What you are asked to do:
Beginning with the line that holds "Locate the maroon", copy every remaining line of the listing below exactly, and leave the pictures out.

Study material:
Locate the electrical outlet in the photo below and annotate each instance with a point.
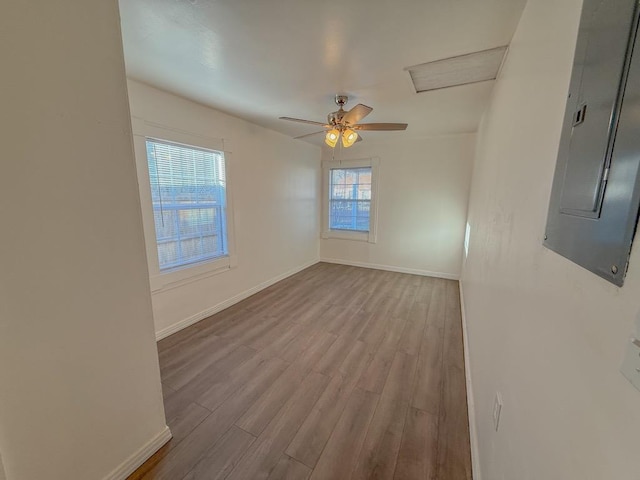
(497, 409)
(631, 363)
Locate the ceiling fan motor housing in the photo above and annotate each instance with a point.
(335, 118)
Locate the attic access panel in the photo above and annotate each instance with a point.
(593, 209)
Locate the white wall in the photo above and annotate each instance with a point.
(543, 331)
(422, 198)
(79, 378)
(275, 190)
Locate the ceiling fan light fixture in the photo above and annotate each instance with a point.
(332, 137)
(349, 137)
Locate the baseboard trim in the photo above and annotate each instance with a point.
(391, 268)
(187, 322)
(141, 456)
(473, 431)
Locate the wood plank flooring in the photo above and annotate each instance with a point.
(334, 373)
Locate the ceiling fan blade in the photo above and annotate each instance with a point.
(309, 134)
(380, 126)
(356, 114)
(299, 120)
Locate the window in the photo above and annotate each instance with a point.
(188, 195)
(350, 203)
(350, 199)
(187, 209)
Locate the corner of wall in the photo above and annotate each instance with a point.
(473, 429)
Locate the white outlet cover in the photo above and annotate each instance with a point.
(497, 409)
(631, 363)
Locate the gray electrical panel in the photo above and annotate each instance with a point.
(594, 203)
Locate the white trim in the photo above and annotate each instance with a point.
(473, 431)
(392, 268)
(134, 461)
(372, 235)
(176, 327)
(160, 281)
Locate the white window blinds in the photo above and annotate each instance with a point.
(188, 192)
(350, 198)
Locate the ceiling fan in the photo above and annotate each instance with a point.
(345, 124)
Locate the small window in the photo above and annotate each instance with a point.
(188, 195)
(350, 199)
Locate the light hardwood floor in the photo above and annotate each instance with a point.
(337, 373)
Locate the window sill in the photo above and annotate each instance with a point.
(182, 276)
(349, 235)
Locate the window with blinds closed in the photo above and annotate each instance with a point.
(188, 193)
(350, 199)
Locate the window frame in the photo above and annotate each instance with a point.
(180, 275)
(327, 166)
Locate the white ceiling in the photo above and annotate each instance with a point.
(261, 59)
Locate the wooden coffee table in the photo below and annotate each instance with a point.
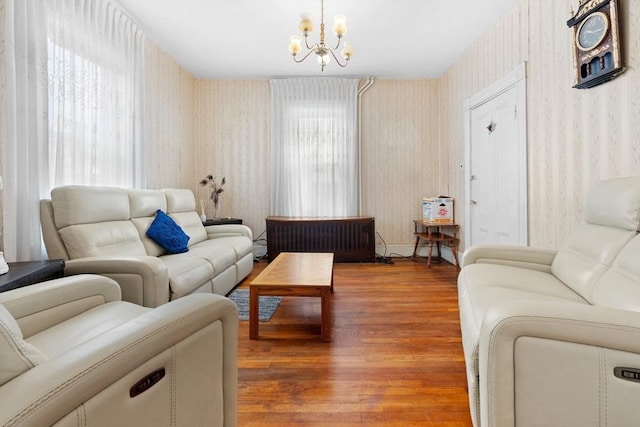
(295, 274)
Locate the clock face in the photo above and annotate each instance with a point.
(592, 31)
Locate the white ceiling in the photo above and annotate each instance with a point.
(248, 39)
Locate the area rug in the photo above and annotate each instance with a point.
(267, 305)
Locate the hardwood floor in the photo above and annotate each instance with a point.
(395, 358)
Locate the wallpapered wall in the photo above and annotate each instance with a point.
(412, 139)
(231, 122)
(169, 152)
(575, 137)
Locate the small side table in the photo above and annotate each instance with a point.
(435, 234)
(29, 272)
(222, 221)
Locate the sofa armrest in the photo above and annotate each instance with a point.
(43, 305)
(144, 280)
(559, 326)
(517, 256)
(171, 337)
(227, 230)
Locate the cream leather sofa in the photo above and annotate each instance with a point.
(548, 334)
(102, 230)
(73, 354)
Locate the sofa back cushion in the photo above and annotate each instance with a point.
(74, 205)
(109, 238)
(619, 286)
(612, 215)
(94, 221)
(16, 355)
(181, 206)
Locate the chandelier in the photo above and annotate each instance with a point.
(322, 51)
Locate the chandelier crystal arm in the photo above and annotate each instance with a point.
(338, 43)
(323, 52)
(305, 56)
(306, 43)
(338, 60)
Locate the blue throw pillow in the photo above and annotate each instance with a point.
(165, 232)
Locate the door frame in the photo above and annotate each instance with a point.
(515, 79)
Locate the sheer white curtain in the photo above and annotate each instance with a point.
(74, 86)
(314, 153)
(25, 176)
(94, 93)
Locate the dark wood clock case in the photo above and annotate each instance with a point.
(601, 62)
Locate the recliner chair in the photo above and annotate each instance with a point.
(73, 354)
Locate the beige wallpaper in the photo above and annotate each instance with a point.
(575, 137)
(412, 139)
(168, 130)
(231, 135)
(400, 158)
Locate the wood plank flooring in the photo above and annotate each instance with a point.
(395, 358)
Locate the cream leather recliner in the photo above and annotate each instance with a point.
(102, 230)
(73, 354)
(552, 338)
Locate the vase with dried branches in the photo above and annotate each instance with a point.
(214, 193)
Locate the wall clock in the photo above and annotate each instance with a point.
(596, 43)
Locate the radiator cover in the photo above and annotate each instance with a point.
(351, 239)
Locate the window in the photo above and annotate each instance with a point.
(314, 151)
(92, 96)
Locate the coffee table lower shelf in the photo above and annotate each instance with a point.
(294, 274)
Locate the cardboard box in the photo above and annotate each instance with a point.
(438, 210)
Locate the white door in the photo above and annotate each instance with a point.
(496, 210)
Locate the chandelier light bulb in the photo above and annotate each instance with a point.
(322, 49)
(339, 25)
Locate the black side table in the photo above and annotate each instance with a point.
(222, 221)
(29, 272)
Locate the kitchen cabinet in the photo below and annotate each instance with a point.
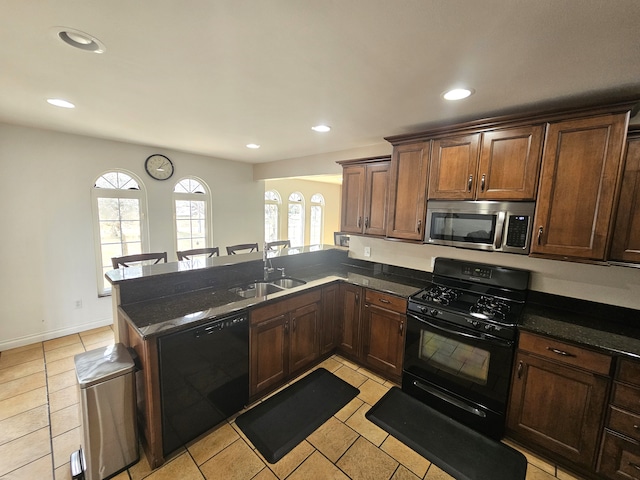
(558, 397)
(620, 449)
(365, 187)
(284, 338)
(579, 183)
(626, 235)
(408, 190)
(383, 332)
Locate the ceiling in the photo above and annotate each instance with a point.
(208, 77)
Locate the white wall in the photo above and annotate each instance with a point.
(48, 260)
(332, 195)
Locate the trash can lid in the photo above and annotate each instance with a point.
(102, 364)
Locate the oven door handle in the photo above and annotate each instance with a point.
(483, 337)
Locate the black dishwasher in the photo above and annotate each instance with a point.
(204, 377)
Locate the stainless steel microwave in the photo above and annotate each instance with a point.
(480, 225)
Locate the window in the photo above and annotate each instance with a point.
(272, 202)
(315, 222)
(295, 219)
(191, 202)
(119, 209)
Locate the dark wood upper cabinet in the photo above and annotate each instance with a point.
(407, 192)
(626, 234)
(579, 180)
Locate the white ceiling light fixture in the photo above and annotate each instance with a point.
(458, 93)
(79, 40)
(58, 102)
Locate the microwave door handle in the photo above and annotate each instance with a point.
(499, 231)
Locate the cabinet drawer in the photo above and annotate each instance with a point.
(619, 457)
(565, 353)
(626, 396)
(629, 372)
(385, 300)
(624, 422)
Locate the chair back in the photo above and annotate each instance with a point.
(209, 252)
(282, 244)
(252, 247)
(118, 262)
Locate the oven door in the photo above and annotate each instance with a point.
(459, 371)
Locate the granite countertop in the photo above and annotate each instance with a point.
(173, 313)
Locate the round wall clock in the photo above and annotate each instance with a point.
(159, 167)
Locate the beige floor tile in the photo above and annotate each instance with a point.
(372, 391)
(64, 352)
(24, 450)
(22, 385)
(61, 342)
(364, 427)
(212, 443)
(236, 462)
(332, 439)
(60, 366)
(363, 461)
(182, 467)
(65, 420)
(24, 423)
(40, 469)
(21, 370)
(406, 456)
(10, 358)
(64, 445)
(62, 380)
(23, 402)
(350, 376)
(317, 467)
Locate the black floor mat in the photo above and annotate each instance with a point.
(458, 450)
(278, 424)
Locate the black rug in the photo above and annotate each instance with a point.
(458, 450)
(278, 424)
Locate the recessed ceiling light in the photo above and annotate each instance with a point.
(457, 94)
(80, 40)
(58, 102)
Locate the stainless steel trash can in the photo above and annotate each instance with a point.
(106, 381)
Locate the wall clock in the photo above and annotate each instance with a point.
(159, 167)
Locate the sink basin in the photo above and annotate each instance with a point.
(287, 282)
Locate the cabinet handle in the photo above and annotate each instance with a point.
(561, 352)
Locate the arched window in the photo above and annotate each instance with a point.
(120, 225)
(272, 202)
(192, 206)
(295, 219)
(316, 220)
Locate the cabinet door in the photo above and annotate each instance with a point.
(509, 164)
(454, 162)
(269, 359)
(377, 193)
(383, 339)
(578, 182)
(303, 336)
(407, 192)
(350, 297)
(353, 186)
(557, 407)
(626, 235)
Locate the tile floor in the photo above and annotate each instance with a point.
(40, 427)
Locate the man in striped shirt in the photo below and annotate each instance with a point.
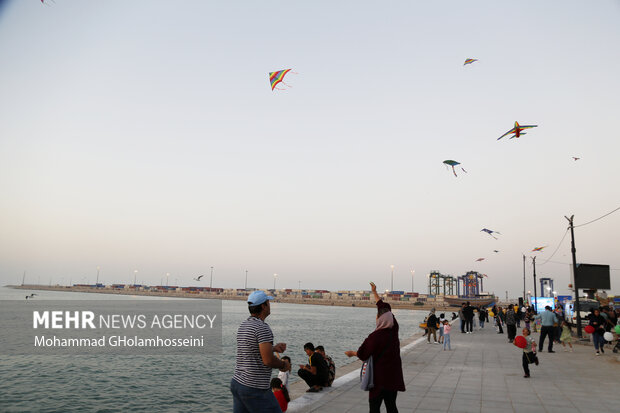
(250, 385)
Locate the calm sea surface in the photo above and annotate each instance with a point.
(173, 383)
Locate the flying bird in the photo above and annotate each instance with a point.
(490, 232)
(453, 164)
(517, 130)
(277, 77)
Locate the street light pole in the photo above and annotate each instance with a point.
(535, 299)
(573, 251)
(524, 277)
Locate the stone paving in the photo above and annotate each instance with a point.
(483, 373)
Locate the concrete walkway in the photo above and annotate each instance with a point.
(483, 373)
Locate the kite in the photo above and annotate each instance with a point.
(517, 130)
(453, 164)
(490, 232)
(276, 77)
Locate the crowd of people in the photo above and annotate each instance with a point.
(254, 390)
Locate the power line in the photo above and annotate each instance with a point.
(558, 247)
(594, 220)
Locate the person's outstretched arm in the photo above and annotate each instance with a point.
(373, 287)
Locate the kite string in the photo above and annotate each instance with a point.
(594, 220)
(558, 247)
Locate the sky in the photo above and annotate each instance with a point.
(144, 135)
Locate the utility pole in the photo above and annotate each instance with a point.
(523, 277)
(535, 294)
(573, 251)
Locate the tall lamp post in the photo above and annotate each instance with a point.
(535, 299)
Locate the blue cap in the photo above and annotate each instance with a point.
(258, 297)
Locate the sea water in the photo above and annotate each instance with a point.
(190, 383)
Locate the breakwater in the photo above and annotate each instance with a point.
(282, 296)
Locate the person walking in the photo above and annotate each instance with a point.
(431, 325)
(384, 347)
(468, 311)
(511, 323)
(250, 385)
(499, 314)
(315, 372)
(547, 319)
(529, 352)
(598, 322)
(446, 335)
(566, 336)
(482, 316)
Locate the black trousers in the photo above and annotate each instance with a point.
(526, 362)
(512, 331)
(311, 379)
(544, 332)
(390, 402)
(469, 324)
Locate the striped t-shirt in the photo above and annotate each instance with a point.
(250, 370)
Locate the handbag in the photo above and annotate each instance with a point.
(367, 382)
(366, 375)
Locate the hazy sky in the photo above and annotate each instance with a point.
(145, 135)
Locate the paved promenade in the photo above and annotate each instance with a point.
(483, 373)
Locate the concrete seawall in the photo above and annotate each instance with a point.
(215, 296)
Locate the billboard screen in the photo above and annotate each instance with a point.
(592, 276)
(541, 302)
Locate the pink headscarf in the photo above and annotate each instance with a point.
(386, 320)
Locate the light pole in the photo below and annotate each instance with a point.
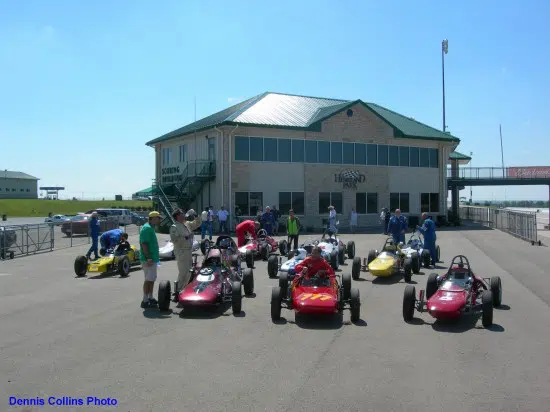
(444, 51)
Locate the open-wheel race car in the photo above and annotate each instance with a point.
(456, 293)
(334, 250)
(111, 261)
(392, 260)
(319, 294)
(215, 281)
(261, 248)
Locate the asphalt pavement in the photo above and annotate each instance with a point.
(63, 336)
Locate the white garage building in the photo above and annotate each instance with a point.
(306, 153)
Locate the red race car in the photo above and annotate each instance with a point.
(458, 292)
(262, 248)
(217, 280)
(316, 295)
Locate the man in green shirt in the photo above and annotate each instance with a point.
(149, 257)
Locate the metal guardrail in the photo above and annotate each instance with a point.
(520, 224)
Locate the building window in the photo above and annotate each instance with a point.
(360, 154)
(393, 156)
(298, 151)
(382, 155)
(256, 149)
(414, 156)
(348, 153)
(324, 152)
(270, 150)
(429, 202)
(249, 202)
(372, 154)
(399, 201)
(285, 150)
(403, 156)
(336, 153)
(424, 158)
(242, 149)
(327, 199)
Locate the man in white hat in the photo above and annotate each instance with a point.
(181, 235)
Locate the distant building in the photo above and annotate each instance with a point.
(18, 185)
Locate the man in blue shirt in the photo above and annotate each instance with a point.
(428, 230)
(397, 227)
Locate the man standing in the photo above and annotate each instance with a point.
(181, 234)
(222, 217)
(149, 257)
(428, 230)
(95, 228)
(293, 227)
(397, 227)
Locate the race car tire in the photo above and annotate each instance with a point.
(123, 266)
(283, 247)
(431, 285)
(249, 259)
(355, 305)
(236, 297)
(334, 260)
(341, 255)
(80, 266)
(426, 258)
(164, 295)
(272, 266)
(346, 286)
(409, 300)
(248, 282)
(276, 298)
(356, 268)
(487, 308)
(351, 249)
(496, 290)
(407, 269)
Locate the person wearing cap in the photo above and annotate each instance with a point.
(397, 227)
(149, 258)
(95, 228)
(428, 230)
(181, 235)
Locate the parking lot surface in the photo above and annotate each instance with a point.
(63, 336)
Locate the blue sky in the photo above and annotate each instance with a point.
(85, 84)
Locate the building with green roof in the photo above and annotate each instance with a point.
(305, 153)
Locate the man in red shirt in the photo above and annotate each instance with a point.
(248, 226)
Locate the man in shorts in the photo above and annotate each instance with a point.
(149, 257)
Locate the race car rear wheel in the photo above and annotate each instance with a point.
(409, 300)
(164, 295)
(487, 308)
(276, 298)
(431, 285)
(236, 297)
(351, 249)
(346, 286)
(496, 290)
(80, 266)
(272, 266)
(355, 305)
(248, 282)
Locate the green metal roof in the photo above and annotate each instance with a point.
(277, 110)
(8, 174)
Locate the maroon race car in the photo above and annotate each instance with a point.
(262, 248)
(217, 280)
(456, 293)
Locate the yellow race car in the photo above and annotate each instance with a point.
(111, 262)
(390, 261)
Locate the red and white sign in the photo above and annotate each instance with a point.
(535, 172)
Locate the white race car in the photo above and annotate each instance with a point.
(167, 251)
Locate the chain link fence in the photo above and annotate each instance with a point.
(520, 224)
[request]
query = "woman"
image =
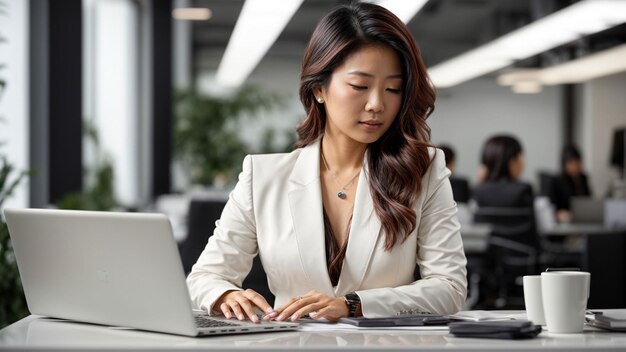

Worked solution:
Locate the maroon race car in the photo above and annotate each instance with a point.
(262, 248)
(217, 280)
(456, 293)
Locate the yellow race car in the photo above and annotate each instance with a point.
(111, 262)
(390, 261)
Locate the red and white sign in the photo above and annotate each instance with a point.
(535, 172)
Locate the white race car in the photo above and annotate each instance with a point.
(167, 251)
Locate the chain link fence in the photo above and annotate each instance with a point.
(520, 224)
[request]
query = "woman"
image =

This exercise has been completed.